_TO DO_.
Turn the entries below into a numbered list, one line per number, and leave out the blank lines.

_ROWS_.
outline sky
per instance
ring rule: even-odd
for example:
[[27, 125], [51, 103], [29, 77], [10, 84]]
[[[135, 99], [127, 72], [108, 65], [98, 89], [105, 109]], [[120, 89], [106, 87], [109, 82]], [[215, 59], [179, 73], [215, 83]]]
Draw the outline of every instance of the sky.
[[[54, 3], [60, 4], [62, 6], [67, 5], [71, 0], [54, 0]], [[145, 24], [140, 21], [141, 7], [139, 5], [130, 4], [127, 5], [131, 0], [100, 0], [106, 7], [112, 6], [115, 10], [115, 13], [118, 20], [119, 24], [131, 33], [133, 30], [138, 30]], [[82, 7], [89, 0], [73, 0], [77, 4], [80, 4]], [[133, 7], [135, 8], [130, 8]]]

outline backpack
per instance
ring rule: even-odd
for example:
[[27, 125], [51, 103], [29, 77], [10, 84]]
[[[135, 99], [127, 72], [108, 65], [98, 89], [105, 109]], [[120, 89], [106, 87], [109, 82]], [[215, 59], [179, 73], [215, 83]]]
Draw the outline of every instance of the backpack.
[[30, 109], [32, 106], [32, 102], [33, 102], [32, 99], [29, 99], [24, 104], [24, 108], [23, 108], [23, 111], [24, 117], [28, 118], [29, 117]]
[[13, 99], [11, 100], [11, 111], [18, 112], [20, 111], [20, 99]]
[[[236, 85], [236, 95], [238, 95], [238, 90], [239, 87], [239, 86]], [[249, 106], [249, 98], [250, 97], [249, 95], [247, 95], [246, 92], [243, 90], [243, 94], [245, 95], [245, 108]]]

_SOLUTION FOR THIS EXERCISE_.
1. outline sky
2. per instance
3. ring rule: even-odd
4. for example:
5. [[27, 125], [51, 103], [29, 77], [10, 84]]
6. [[[135, 99], [127, 72], [108, 65], [98, 89], [105, 109]], [[120, 89], [106, 87], [109, 82]], [[215, 59], [179, 73], [215, 83]]]
7. Draw the outline of every instance of the sky.
8. [[[54, 3], [60, 4], [62, 6], [67, 5], [71, 0], [54, 0]], [[145, 24], [140, 21], [141, 7], [139, 5], [130, 4], [127, 5], [131, 0], [100, 0], [106, 7], [112, 6], [115, 10], [115, 13], [118, 20], [119, 24], [131, 33], [133, 30], [138, 30]], [[82, 7], [89, 0], [73, 0], [77, 4], [80, 4]], [[133, 7], [135, 8], [130, 8]]]
9. outline backpack
10. per instance
11. ring rule: even-odd
12. for example:
13. [[27, 125], [51, 103], [29, 77], [10, 84]]
14. [[[135, 99], [127, 72], [108, 65], [98, 89], [105, 109]], [[120, 89], [106, 87], [109, 82]], [[215, 59], [179, 73], [215, 83]]]
15. Draw the outline of every instance of the backpack.
16. [[30, 109], [32, 106], [32, 102], [33, 102], [32, 99], [29, 99], [24, 104], [24, 108], [23, 108], [23, 111], [24, 117], [28, 118], [29, 117]]
17. [[13, 99], [11, 100], [11, 111], [18, 112], [20, 111], [20, 99]]
18. [[[236, 85], [236, 95], [238, 95], [238, 90], [239, 87], [239, 86]], [[249, 106], [249, 98], [250, 97], [249, 95], [247, 95], [246, 92], [243, 90], [243, 94], [245, 95], [245, 108]]]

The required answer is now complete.